* [The tasks]:
(A) From the Science of Reading text, copy the passage that begins at the words "The Language of" and stops after the words "one sound (phoneme).".
(B) Answer these questions using the Science of Reading text:
(i) How many years of research does the Science of Reading span?
(ii) How does the glossary define a phoneme?
(iii) In the phonemic awareness example, what word results from substituting the /p/ sound for the /r/ sound in ran?
(C) Summarize the Science of Reading text in two sentences.

The Science of Reading is the culmination of an extensive body of scientifically-based research that spans more than 50 years. It illuminates how the brain learns to read and the best practices for instruction. The research stems from thousands of studies in multiple disciplines, such as cognitive psychology, communication sciences, developmental psychology, education, linguistics, neuroscience, and school psychology. The findings provide information needed to gain a deeper understanding of how we learn to read, what skills are involved, how they work together, which parts of the brain are responsible for reading development, and why some students experience more difficulty than others. The cumulative research of over five decades supports evidence-based best practices for the systematic and explicit instruction of foundational literacy skills.
Bingo Bang-O, What’s the Lang-O?
It is widely known that education is full of a bunch of confusing lingo, complex jargon, and ever-changing acronyms that make our heads spin! Terms that describe early foundational skills are especially confusing because they have similar sounds and meaning that all fit into the same puzzle. As educators work diligently toward improvements in the teaching of reading, it's helpful to know and use the same language. Before we dive into what the research says, let’s explore some key terms.
The Language of Literacy Glossary:
Phoneme - smallest unit of sound in speech.
‘phon’ = sound ‘eme’ = unit
Grapheme - a letter or letter string that represents one sound (phoneme).
‘graph’ = write ‘eme’ = unit
The word ‘night’ consists of three sounds (phonemes): /n/ /ī/ /t/ and is written using three graphemes: ‘n’ – ‘igh’ – ‘t’.
Phonological awareness - having an awareness of the sound properties of words (can be done with your eyes shut). This is an umbrella term for sound (phonemic) awareness, rhyming, alliteration, and syllables.
Identifying the individual words in a sentence spoken aloud
Identifying and generating rhyming words
Separating and combining words into onset and rime
Separating and blending words into syllables
Phonemic awareness - a category of phonological awareness that is being aware of the individual sounds within words.
‘phon’ = sound ‘ne’ = in/on ‘ic’ = like/of/relating to
Phonemic awareness skills include:
Hearing the word purple and naming the initial sound - /p/
Hearing the word cat and segmenting it into these three sounds: /c/ /a/ /t/
Hearing the word ran, substituting the /p/ sound for the /r/ sound to get pan
Phonics - systematic instruction that involves teaching children the sound to symbol correspondence to help them read, write, and spell.

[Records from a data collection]
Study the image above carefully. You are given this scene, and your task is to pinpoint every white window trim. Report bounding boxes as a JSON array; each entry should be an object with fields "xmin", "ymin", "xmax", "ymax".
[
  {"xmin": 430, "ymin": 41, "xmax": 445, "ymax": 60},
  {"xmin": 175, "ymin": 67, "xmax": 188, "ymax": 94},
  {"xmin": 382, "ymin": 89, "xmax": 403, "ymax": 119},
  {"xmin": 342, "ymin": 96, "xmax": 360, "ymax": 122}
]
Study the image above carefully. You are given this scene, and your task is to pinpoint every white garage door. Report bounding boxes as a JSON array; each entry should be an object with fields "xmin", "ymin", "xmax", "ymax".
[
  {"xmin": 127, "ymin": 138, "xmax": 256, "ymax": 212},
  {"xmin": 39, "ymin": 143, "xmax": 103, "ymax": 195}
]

* [Correct answers]:
(A)
The Language of Literacy Glossary:
Phoneme - smallest unit of sound in speech.
‘phon’ = sound ‘eme’ = unit
Grapheme - a letter or letter string that represents one sound (phoneme).

(B)
(i) More than 50 years.
(ii) The smallest unit of sound in speech.
(iii) Pan.

(C) The Science of Reading is more than 50 years of research from many disciplines on how the brain learns to read, and it supports systematic and explicit instruction of foundational literacy skills. Because the language of early reading is confusing, the text offers a glossary that defines phoneme, grapheme, phonological awareness, phonemic awareness, and phonics.